Terças com Tita | O dia em que ‘AUTORIZASSÃO’ quase virou caso de polícia


 

O dia em que ‘AUTORIZASSÃO’ quase virou caso de polícia 

Por Tita

O ano era 2003, o segundo do Ensino Médio. Fevereiro, o pior mês para uma roqueira no auge da adolescência (ou aborrecência para os pais) viver em solos tupiniquins, mesmo que Curitiba nunca tenha sido um dos points para quem curte folia. Todo ano a lesma lerda, enquanto no Dia Mundial do Rock, nada de atenção. Eu não aguentava mais.

Quando o Carnaval cai em março, o primeiro feriado para valer fica para abril, cujos nativos talvez vivam o mesmo dilema da galera nascida em dezembro, ganhar um presente de aniversário + [data comemorativa da vez], no caso, Páscoa e Natal, respectivamente.

Cheguei à escola querendo trucidar o primeiro que me aparecesse com um sorriso na cara. Ninguém tinha culpa se minha vida era uma sucessão de provocações, mas eu estava para o crime naquele dia. Guilherme bem deve ter percebido, tanto é que por ser mais velho e experiente que eu, propôs o irrecusável.

— Qualquer coisa para não passar o Carnaval em casa. Fala aí.  — É bizarro, meio intrigante, mas vale a pena tentar.

A proposta era bastante infundada, eu não apostava nada naquela barca furada. Entretanto, da forma exposta pelo meu namorado, mergulhei nos argumentos dele e até arrisquei uns palpites.

## Linhas
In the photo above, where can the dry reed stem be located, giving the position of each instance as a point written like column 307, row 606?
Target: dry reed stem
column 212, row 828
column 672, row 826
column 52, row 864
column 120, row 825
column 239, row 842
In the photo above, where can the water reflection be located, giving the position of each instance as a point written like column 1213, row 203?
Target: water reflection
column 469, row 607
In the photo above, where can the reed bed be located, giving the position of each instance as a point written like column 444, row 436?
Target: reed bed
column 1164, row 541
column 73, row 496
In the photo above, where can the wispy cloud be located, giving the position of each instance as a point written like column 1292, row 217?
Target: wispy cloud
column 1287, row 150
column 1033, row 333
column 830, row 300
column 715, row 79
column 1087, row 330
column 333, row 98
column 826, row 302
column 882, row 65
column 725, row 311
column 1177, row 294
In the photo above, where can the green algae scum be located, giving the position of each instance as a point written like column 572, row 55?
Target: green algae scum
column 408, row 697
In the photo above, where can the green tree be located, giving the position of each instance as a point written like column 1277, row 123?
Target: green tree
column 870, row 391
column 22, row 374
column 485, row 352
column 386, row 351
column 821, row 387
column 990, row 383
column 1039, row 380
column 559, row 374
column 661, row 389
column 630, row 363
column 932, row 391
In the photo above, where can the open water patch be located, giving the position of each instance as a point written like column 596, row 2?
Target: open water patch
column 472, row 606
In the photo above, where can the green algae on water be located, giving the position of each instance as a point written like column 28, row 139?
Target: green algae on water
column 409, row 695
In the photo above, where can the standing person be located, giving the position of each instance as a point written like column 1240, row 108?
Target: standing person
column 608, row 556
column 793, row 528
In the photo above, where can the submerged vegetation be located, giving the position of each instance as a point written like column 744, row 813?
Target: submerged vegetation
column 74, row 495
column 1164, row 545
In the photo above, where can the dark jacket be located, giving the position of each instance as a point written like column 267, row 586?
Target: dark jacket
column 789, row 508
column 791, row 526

## O que fazer
Extraia da crônica sobre o Carnaval de 2003 tudo o que vai desde "Terças com Tita" até "não aguentava mais.", sem alterar nada.

## Resultado
Terças com Tita | O dia em que ‘AUTORIZASSÃO’ quase virou caso de polícia


 

O dia em que ‘AUTORIZASSÃO’ quase virou caso de polícia 

Por Tita

O ano era 2003, o segundo do Ensino Médio. Fevereiro, o pior mês para uma roqueira no auge da adolescência (ou aborrecência para os pais) viver em solos tupiniquins, mesmo que Curitiba nunca tenha sido um dos points para quem curte folia. Todo ano a lesma lerda, enquanto no Dia Mundial do Rock, nada de atenção. Eu não aguentava mais.